Supplied records.
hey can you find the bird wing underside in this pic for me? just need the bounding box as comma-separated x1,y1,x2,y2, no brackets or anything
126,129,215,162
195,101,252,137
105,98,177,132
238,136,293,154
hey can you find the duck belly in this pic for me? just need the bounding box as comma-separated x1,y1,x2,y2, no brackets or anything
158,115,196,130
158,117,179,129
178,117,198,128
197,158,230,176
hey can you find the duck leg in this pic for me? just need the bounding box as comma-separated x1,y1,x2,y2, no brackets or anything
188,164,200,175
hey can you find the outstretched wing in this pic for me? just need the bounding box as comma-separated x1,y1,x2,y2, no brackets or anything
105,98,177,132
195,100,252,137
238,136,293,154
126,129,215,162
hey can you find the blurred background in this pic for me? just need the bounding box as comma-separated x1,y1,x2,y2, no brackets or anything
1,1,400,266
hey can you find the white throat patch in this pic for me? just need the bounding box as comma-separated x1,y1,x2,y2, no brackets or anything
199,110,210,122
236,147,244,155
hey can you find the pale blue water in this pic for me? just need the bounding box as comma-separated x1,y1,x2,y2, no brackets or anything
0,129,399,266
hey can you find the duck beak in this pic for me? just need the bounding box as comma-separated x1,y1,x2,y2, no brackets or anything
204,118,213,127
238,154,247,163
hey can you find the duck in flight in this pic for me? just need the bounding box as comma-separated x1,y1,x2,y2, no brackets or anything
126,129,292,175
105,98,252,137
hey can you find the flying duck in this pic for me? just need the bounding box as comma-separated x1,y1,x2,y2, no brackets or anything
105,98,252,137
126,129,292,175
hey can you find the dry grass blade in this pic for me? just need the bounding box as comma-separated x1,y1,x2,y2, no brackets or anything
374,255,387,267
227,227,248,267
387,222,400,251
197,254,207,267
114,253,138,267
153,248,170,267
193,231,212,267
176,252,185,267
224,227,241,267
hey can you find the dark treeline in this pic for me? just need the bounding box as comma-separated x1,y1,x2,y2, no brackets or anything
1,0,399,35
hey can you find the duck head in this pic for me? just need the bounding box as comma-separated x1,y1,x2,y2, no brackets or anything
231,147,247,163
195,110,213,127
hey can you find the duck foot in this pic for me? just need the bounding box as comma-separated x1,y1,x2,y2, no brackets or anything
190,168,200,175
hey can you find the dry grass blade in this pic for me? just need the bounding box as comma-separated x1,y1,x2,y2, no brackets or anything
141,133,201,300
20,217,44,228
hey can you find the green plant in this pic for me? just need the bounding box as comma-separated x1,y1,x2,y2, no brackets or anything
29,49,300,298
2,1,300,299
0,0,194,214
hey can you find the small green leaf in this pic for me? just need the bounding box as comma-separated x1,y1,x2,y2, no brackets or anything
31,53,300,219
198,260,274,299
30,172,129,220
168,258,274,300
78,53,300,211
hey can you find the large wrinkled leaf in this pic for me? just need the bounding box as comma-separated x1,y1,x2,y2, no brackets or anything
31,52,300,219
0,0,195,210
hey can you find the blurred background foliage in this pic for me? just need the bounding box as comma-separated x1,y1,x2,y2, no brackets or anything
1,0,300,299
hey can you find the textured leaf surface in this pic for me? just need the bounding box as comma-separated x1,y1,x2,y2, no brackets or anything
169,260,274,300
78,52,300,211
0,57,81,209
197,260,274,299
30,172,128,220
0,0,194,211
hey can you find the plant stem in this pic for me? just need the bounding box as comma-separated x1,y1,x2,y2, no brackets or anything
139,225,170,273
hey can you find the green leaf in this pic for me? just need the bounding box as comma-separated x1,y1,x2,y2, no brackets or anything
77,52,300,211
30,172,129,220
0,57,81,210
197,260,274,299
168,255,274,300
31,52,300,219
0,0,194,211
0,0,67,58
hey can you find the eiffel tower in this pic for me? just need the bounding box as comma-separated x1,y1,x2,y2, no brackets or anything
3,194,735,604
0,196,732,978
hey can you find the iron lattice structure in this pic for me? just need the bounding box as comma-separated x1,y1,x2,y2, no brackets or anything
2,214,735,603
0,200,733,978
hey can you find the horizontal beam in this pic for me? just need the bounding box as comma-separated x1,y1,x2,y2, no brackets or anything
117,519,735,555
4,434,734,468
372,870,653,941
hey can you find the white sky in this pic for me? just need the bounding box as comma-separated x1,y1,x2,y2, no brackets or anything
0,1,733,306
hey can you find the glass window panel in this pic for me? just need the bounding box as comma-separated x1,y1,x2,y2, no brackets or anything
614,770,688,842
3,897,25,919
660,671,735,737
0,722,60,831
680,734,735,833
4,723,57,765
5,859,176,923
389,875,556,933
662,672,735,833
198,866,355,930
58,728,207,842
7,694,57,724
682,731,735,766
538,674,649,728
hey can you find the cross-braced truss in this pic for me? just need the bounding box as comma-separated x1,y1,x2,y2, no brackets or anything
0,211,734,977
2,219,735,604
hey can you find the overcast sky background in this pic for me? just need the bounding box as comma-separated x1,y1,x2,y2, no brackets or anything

Exercise aim. Repeat the material in full, exactly as it reads.

Result of this exercise.
hey can you find the bird wing underside in this pic for me? just need the bounding box as comma-separated x1,y1,x2,y2, no brackets or anything
126,129,215,162
195,101,252,137
105,98,177,132
238,136,293,154
hey can you find the duck belly in this pic for me? just need the bounding box as comma-separated x1,y1,x2,y2, no brackets or anything
158,115,196,130
158,117,179,129
178,117,198,128
197,158,230,176
hey can you find the duck leg in this pic for me? just need the bounding box as comma-separated x1,y1,x2,y2, no brackets or anything
188,164,200,175
hey can you find the outstretched wing in this pic for me? just need the bounding box as comma-separated x1,y1,x2,y2, no brackets or anything
105,98,177,132
195,100,252,137
238,136,293,154
126,129,215,162
hey can you find the blurred background in this pic for me? just need the bounding box as comma-separated x1,y1,x2,y2, no brackets or anything
1,1,400,266
hey can you find the white throat patch in this pic for me? just need the bounding box as comma-separated x1,y1,x2,y2, no brackets or anything
199,110,210,122
236,147,244,155
hey can you find the pale blue water in this pic for me? just need the bounding box as comma-separated x1,y1,x2,y2, no brackets or anything
0,129,399,266
hey can you find the duck beak in this pic for me? just need the bounding box as comma-separated x1,y1,x2,y2, no brackets or anything
204,118,213,127
238,154,247,163
hey can you find the duck in flight in this pic for me? just need the bounding box as comma-separated x1,y1,x2,y2, no brackets or anything
126,129,292,175
105,98,252,137
hey can you find the flying duck in this pic for me? just need the bounding box as comma-separated x1,y1,x2,y2, no brackets or anything
105,98,252,137
126,129,292,175
hey can you find the dry grass blade in this pic for me? just need the bounding box as comma-separated x1,y1,x2,y2, no brackets or anything
374,255,387,267
227,227,248,267
387,222,400,251
197,254,207,267
114,253,138,267
153,248,170,267
193,231,212,267
176,252,185,267
224,227,241,267
hey can you find the dark treeline in this pic for me? just need the bounding box as comma-separated x1,y1,x2,y2, no brackets or anything
1,0,399,35
hey can you find the duck head in this pic for me? just need the bounding box as comma-separated x1,y1,x2,y2, no brackets or anything
231,147,247,163
195,110,213,127
hey can you find the duck foot in this pic for me? just need the bounding box as comma-separated x1,y1,x2,y2, no brackets or anything
190,168,200,175
hey can you find the dry grass blade in this pic for me? just need the bounding box as comma-separated x1,y1,x2,y2, no brackets or anything
141,133,201,300
20,217,44,228
hey can you find the green plant in this pic for me? just need the bounding box as comma-separated x1,y1,x2,y2, no brackets or anything
29,49,300,298
2,1,300,299
0,0,194,214
hey can you find the small green leaf in this pic for me? just need the bounding box as comma-separated x1,y1,x2,y2, no brackets or anything
31,53,300,219
198,260,274,299
30,172,129,220
168,258,274,300
78,53,300,211
hey can you find the large wrinkled leaf in this pic for me? just need the bounding box as comma-separated x1,y1,x2,y2, no brackets or anything
31,52,300,219
0,0,195,210
hey can you find the blurred background foliage in this pic for me? just need the bounding box as comma-separated x1,y1,x2,y2, no brackets or anything
1,0,300,299
hey can you find the textured leaf surface in this pic for me? just need the bounding box as comma-separated x1,y1,x2,y2, no brackets or anything
169,260,274,300
78,52,300,211
0,57,81,209
197,260,274,299
30,172,128,220
0,0,194,211
hey can you find the plant stem in this pic for me? just need the bounding box as comma-separated x1,y1,x2,y2, no brackets or anything
139,225,170,273
hey can you find the green leaf in this pic for me? just need the bounding box as comma-separated x1,y1,x2,y2, no brackets or anything
77,52,300,211
30,172,129,220
0,57,81,210
197,260,274,299
168,255,274,300
31,52,300,219
0,0,194,211
0,0,67,58
hey can you find the eiffel tower in this pic for me? just need the bounding box as comma-separated x1,y1,x2,y2, no brackets or anything
3,194,735,604
0,196,732,978
hey can you find the iron lattice structure in this pic for me? just need the bounding box as comma-separated x1,y1,x2,y2, no brackets or anything
2,214,735,603
0,200,733,978
hey can you find the horizontal beam in this pic for me? just need the bounding box as comma-separated x1,y1,x2,y2, no brackets or anything
117,519,735,555
4,434,734,468
372,870,653,941
hey can you find the white sky in this pic for me? just need the bounding box as comma-separated x1,y1,x2,y2, no brackets or anything
0,1,733,306
hey can you find the glass window panel in this pic for me? just need the bounding box as comma-separated x1,y1,x2,y2, no brackets or anything
614,770,688,842
3,897,25,919
660,671,735,737
0,722,60,831
680,734,735,833
4,723,57,765
5,859,176,923
389,875,556,933
662,672,735,833
198,866,355,930
58,728,207,842
7,694,57,724
682,731,735,766
538,674,649,728
hey can you find the cross-braced truss in this pic for me? just need the bounding box as comma-separated x1,y1,x2,y2, no brackets or anything
0,211,734,977
2,219,735,604
hey can you find the overcast sky background in this pic for me? just need the bounding box as comma-separated x1,y1,x2,y2, no brackets or anything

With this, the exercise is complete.